■ VOS TÂCHES
[1] Dans le texte sur Shirine, condensez sous forme de liste le paragraphe qui commence par « Ne voulant ni vraiment épouser ». Gardez-en les faits principaux.
[2] Reproduisez à l'identique le passage du texte sur Shirine situé entre « Ne voulant ni » et « la seconde partie. », ces deux bornes comprises.

■ PASSAGE DU TEXTE
....
Comme toujours avec Escaich, il y a des merveilles de musique dans Shirine. Un croi­se­ment jusqu’à l’ivresse entre la méca­nique sympho­nique – plus effi­cace parfois qu’une musique de film holly­woo­dienne – et les instru­ments tradi­tion­nels perses, créant un impres­sion­nisme orien­tal capi­teux inédit, jouant sur les timbres, les inter­valles et un rythme narra­tif constam­ment inven­tif. Mais malheu­reu­se­ment, le miracle de Claude – le premier opéra de Thierry Escaich sur un livret de Robert Badin­ter contre la peine de mort – n’aura pas lieu. La faute avant tout à un livret poéti­sant sans but d’Atiq Rahimi, alignant « l’ai­mance » à la place de « l’amour » plusieurs dizaines de fois, et autres péri­phrases sans fond. Il lui manque surtout un point de vue, débu­tant par la bouche cousue d’un peuple afghan muselé en costumes tradi­tion­nels, avant de prendre du recul avec le folk­lore et la poli­tique pour nous perdre dans les méandres d’un histoire « d’ai­mance » sans véri­table construc­tion ni enjeu.

La couple de Shirine et Khos­row (Jeanne Gérard et Julien Behr). (photos Jean-Louis Fernan­dez)

Un entre-deux jusqu’au nulle part…

Ne voulant ni vrai­ment épou­ser le poème perse du XIIe siècle dont il s’ins­pire ni vrai­ment s’en affran­chir, le livret de Rahimi en reste au stade d’un exotisme assez creux, comme écrit hors de scène. La musique s’en­ivre toute seule donc, avec des séquences instru­men­tales souvent inspi­rées, et la produc­tion de Richard Brunel est elle aussi condam­née à cet entre-deux empê­chant tout véri­table drame : évoquer poli­tique et tradi­tion pictu­rale à distance dans une mise en abîme d’un plateau tour­nant au milieu de la scène dans la première partie, aux décors néo-bour­geois passe-partout. La pirouette finale renvoyant la légende à son incer­ti­tude (tou était vrai, tout était faux, peu importe en substance), finit par accroître un senti­ment d’ina­chevé dépourvu d’émo­tion.

La sculp­ture géante qui sert de décor dans la seconde partie.
....
■ DONNÉES LISTÉES
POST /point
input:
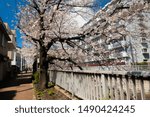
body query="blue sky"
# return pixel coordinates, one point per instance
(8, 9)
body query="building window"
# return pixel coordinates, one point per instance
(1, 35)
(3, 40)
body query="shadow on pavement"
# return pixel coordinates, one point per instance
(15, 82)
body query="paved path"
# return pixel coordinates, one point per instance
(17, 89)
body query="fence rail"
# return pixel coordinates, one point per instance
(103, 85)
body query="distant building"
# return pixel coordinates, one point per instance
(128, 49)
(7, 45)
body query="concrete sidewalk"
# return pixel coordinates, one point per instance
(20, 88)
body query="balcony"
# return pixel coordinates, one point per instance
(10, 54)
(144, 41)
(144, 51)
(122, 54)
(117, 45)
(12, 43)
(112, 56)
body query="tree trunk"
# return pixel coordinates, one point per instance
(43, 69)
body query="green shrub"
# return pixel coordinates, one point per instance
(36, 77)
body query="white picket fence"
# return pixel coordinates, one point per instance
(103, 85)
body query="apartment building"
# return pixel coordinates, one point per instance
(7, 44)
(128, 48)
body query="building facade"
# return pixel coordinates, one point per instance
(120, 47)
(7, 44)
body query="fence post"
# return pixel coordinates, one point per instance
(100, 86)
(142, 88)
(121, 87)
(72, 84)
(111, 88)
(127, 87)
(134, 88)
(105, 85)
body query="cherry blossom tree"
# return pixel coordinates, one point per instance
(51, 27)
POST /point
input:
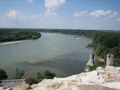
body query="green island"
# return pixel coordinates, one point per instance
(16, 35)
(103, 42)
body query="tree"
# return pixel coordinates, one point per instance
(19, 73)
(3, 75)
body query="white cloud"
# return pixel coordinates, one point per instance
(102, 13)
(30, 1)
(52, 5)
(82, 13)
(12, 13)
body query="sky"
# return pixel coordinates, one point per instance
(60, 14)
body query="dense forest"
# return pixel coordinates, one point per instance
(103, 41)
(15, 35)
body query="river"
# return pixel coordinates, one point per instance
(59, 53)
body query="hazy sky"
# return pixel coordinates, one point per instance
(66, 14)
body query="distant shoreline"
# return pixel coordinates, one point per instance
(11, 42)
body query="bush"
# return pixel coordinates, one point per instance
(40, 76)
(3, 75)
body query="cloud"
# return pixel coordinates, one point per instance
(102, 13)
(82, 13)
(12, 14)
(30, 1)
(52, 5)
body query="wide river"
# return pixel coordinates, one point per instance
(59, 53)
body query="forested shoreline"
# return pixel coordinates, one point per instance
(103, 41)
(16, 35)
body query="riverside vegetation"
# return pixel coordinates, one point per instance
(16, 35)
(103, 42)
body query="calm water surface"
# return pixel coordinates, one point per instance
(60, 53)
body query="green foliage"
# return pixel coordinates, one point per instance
....
■ RÉPONSES RÉDIGÉES
[1]
- Le livret de Rahimi ne veut ni vraiment épouser le poème perse du XIIe siècle dont il s'inspire, ni vraiment s'en affranchir. Il reste donc au stade d'un exotisme assez creux.
- La musique s'enivre seule, avec des séquences instrumentales souvent inspirées.
- La production de Richard Brunel est elle aussi condamnée à cet entre-deux qui empêche tout véritable drame. Dans la première partie, elle évoque à distance la politique et la tradition picturale, avec un plateau tournant au milieu de la scène et des décors néo-bourgeois passe-partout.
- La pirouette finale renvoie la légende à son incertitude. Elle accroît un sentiment d'inachevé dépourvu d'émotion.

[2]
Ne voulant ni vrai­ment épou­ser le poème perse du XIIe siècle dont il s’ins­pire ni vrai­ment s’en affran­chir, le livret de Rahimi en reste au stade d’un exotisme assez creux, comme écrit hors de scène. La musique s’en­ivre toute seule donc, avec des séquences instru­men­tales souvent inspi­rées, et la produc­tion de Richard Brunel est elle aussi condam­née à cet entre-deux empê­chant tout véri­table drame : évoquer poli­tique et tradi­tion pictu­rale à distance dans une mise en abîme d’un plateau tour­nant au milieu de la scène dans la première partie, aux décors néo-bour­geois passe-partout. La pirouette finale renvoyant la légende à son incer­ti­tude (tou était vrai, tout était faux, peu importe en substance), finit par accroître un senti­ment d’ina­chevé dépourvu d’émo­tion.

La sculp­ture géante qui sert de décor dans la seconde partie.